---------- Material to process
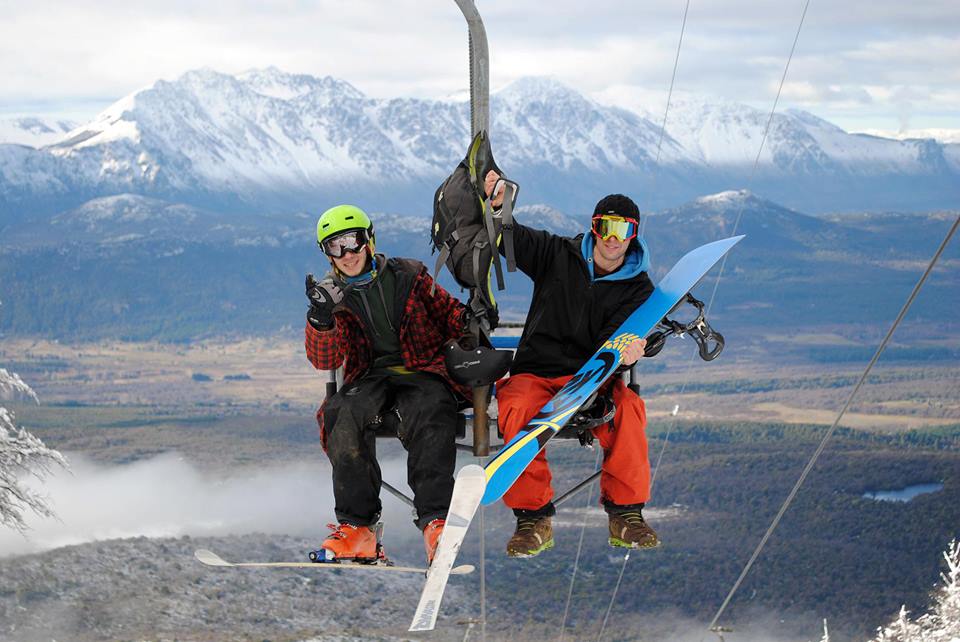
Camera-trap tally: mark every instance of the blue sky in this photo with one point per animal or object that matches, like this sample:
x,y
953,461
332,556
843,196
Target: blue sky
x,y
862,64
--------------------
Given instruction: All records above are to be printed exactly, minus the pictures they contain.

Answer:
Camera-trap tally: mark every instance of the blue sky in this photo with one point per animal or object that matches, like this sample:
x,y
953,461
332,556
843,196
Target: blue sky
x,y
862,64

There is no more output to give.